Your first steps into serious stock investing can be confusing and alarming. There are thousands of stocks from which to choose, divided into groupings that seem vaguely defined, such as growth stocks, income stocks, penny stocks and blue chips. You can follow the advice of TV pundits and online advisory sites, but that still leaves you deciding which of dozens of stock issues to buy. To make matters more complicated, most of your friends and family members will give you their advice. There is a solution. It involves personal investment needs, methodical research and patience in moving your money into the market.
The U.S. Securities and Exchange Commission recommends that you evaluate your own tolerance for financial risk before you invest. The market can fluctuate widely, and individual stocks can plummet in price when earnings don't quite match the projections of Wall Street stock analysts. Never invest money you can't afford to lose, and consider how you would feel if your investments were suddenly worth half of what you paid. Stocks are rated by rating agencies, such as Standard & Poor's, to give you a feeling of the strength of the underlying company and the likelihood that its stock price will appreciate.

-------------------------

## To be done
1 > Answer these questions on the text about first steps in stock investing:
(a) Which groupings of stocks does it list?
(b) What does the U.S. Securities and Exchange Commission recommend evaluating before you invest?
(c) Which rating agency does it give as an example?
2 > Please carry on the text about first steps in stock investing, starting after its last sentence.

-------------------------

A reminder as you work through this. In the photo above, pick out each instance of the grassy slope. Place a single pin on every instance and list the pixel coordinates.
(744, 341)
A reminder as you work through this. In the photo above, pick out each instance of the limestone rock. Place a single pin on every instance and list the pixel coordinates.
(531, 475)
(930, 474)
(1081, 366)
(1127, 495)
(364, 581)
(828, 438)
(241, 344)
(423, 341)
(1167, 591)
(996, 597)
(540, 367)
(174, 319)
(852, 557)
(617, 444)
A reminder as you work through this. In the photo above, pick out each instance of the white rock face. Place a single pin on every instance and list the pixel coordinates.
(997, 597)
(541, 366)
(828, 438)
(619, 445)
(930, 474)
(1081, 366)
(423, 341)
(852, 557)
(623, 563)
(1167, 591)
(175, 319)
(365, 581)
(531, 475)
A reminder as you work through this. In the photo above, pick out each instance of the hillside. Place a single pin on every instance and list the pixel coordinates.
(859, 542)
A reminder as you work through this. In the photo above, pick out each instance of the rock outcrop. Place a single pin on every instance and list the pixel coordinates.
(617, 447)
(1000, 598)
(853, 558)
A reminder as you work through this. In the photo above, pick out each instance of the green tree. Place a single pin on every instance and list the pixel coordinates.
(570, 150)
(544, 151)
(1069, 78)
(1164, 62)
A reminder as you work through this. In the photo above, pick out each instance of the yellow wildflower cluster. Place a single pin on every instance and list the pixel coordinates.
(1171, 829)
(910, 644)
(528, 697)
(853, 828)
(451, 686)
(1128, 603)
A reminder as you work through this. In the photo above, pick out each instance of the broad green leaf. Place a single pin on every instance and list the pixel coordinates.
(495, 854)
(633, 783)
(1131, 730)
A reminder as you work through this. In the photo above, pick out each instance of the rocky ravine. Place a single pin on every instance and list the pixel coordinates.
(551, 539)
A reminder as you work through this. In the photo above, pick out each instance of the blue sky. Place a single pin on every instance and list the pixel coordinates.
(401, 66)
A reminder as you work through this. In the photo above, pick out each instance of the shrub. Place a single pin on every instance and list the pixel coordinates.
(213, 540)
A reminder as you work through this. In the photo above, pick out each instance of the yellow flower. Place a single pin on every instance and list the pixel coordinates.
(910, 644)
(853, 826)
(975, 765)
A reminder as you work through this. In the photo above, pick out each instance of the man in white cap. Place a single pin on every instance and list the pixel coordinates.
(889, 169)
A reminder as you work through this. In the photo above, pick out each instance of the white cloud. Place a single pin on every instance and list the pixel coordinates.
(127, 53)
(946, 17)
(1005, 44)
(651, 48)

-------------------------

## Written answers
1 >
(a) Growth stocks, income stocks, penny stocks and blue chips.
(b) Your own tolerance for financial risk.
(c) Standard & Poor's.

2 >
Another thing the SEC suggests is to diversify your investments. This means to invest in different kinds of stocks, such as a mix of consumer products companies, utilities, technology, and biotech, and to vary the risk levels within your own tolerance. The higher the risk, it is said, the higher the reward -- and the greater the chance for loss. However, investing in a young and risky company might result in your owning shares in the next Apple. If you have a small amount of money to invest, don't try to spread it out over too many types of companies. But don't put all of it in one company, because that is putting all your eggs in one basket.
There are many ways to research your potential investments. Major online brokerage firms provide information on stock analyst recommendations, and you can access the annual and quarterly reports of companies on the SEC's EDGAR database of company compliance documents. If reading stock information confuses you further, consider taking a class to learn basic techniques of financial analysis. Major online brokerage firms often offer these classes, as do online colleges and local night schools. Your research should give you an idea of which stocks seem to be the best investments out of your list of potentials.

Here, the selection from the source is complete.